+++ AUSGEWÄHLTER TEXT

Seit 2011 habe er sich verstärkt dem Islam zugewandt, führt der
Bundesanwalt aus, seit 2012 habe er mit dem Gedanken gespielt, nach Syrien
zu reisen. Anfang Juli 2013, so die Anklage, setzt B. den Plan in die Tat
um: Er besteigt mit Gleichgesinnten einen Bus, der sie von Frankfurt nach
Istanbul bringt, von dort reist die Gruppe weiter nach Syrien. Dort, so
Salzmann, habe er schnell einen Schwur auf eine Einheit ausländischer
Kämpfer geleistet, im November dann auf die schwarze Fahne des IS.
## Enttäuscht oder motiviert?
B. absolviert eine Waffenausbildung, danach wird der Deutsche für Sanitäts-
und Wachdienste eingeteilt. Er nimmt aber auch mehrfach an Kampfhandlungen
teil, die mitunter mehrere Tage dauern. Während der Bundesanwalt die
Anklage verliest, schaut Kreshnik B. starr auf den Tisch, der vor ihm
steht.
Ein halbes Jahr lang bleibt B. in Syrien. Dann kommt er zurück nach
Deutschland. Warum, ist bislang nicht bekannt. „Es gibt keine hinreichenden
Anhaltspunkte, dass der Angeklagte mit dem Ziel zurückgekehrt ist,
Anschläge in Deutschland zu begehen“, sagt ein Gerichtssprecher am Rande
des Prozesses. „Er ist aus Syrien enttäuscht und traumatisiert
zurückgekommen“, sagt sein Verteidiger, der Bonner Rechtsanwalt Mutlu
Günal. „Er ist kein gefährlicher Mensch. Er hat dort viel schreckliches
Leid gesehen und erlebt.“ Auch Richter und Bundesanwälte scheinen Kreshnik.
B. eher für einen irregeleiteten jungen Mann als für einen überzeugten
Dschihadisten zu halten. Sie haben vor Beginn des Prozesses mit B.s
Verteidiger Gespräche geführt, um zu einem Deal zu kommen.

++++++
+++ VERFÜGBARE DATEN

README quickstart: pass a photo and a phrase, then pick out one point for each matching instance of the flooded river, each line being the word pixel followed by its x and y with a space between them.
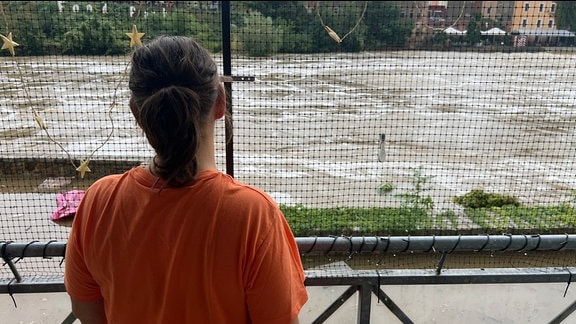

++++++

» ARBEITSAUFTRÄGE:
**A)** Prüfen Sie, ob die folgenden Aussagen mit dem Bericht über den Prozess gegen Kreshnik B. übereinstimmen. Antworten Sie jeweils mit Ja oder Nein und belegen Sie dies mit dem entscheidenden Wortlaut des Berichts: (i) B. fuhr mit Gleichgesinnten per Bus von Frankfurt nach Istanbul. (ii) B. hielt sich ein ganzes Jahr in Syrien auf. (iii) Der Grund für B.s Rückkehr nach Deutschland ist bekannt.
**B)** Führen Sie den Bericht über den Prozess gegen Kreshnik B. im Anschluss an seinen letzten Satz weiter.

» LÖSUNGEN:
**A)**
(i) Ja: „Er besteigt mit Gleichgesinnten einen Bus, der sie von Frankfurt nach Istanbul bringt“
(ii) Nein: „Ein halbes Jahr lang bleibt B. in Syrien.“
(iii) Nein: „Warum, ist bislang nicht bekannt.“

**B)**
„Wir können Milde walten lassen, wenn sie mitarbeiten“, wendet sich der
Vorsitzende Richter Thomas Sagebiel jetzt an B. „Wir wollen ihnen nicht mit
aller Gewalt die Zukunft verbauen.“ Es handele sich allerdings um einen
„erheblichen Tatvorwurf“. Kreshnik B. habe nun selbst die Chance, dass
strafmildernde Aspekte berücksichtigt werden könnten. Konkret schlagen die
Richter eine Jugendstrafe von drei Jahren und drei Monaten bis zu vier
Jahren und drei Monaten vor, die nicht zur Bewährung ausgesetzt werden
kann. Die Anklage wegen Vorbereitung einer schweren staatsgefährdenden
Gewalttat würde fallen gelassen, es bliebe die Mitgliedschaft in einer
ausländischen terroristischen Vereinigung. Im Gegenzug soll Kreshnik B. ein
Geständnis ablegen und sich den Fragen der Richter stellen.
Bislang hat B. nicht ausgesagt. Auch während des ersten Prozesstags
schweigt er. In den Vorgesprächen bot sein Verteidiger ein Geständnis an,
das Kreshnik B. jedoch nicht selbst vortragen will. Auch will er Fragen
über den IS und seine Mitkämpfer nicht beantworten.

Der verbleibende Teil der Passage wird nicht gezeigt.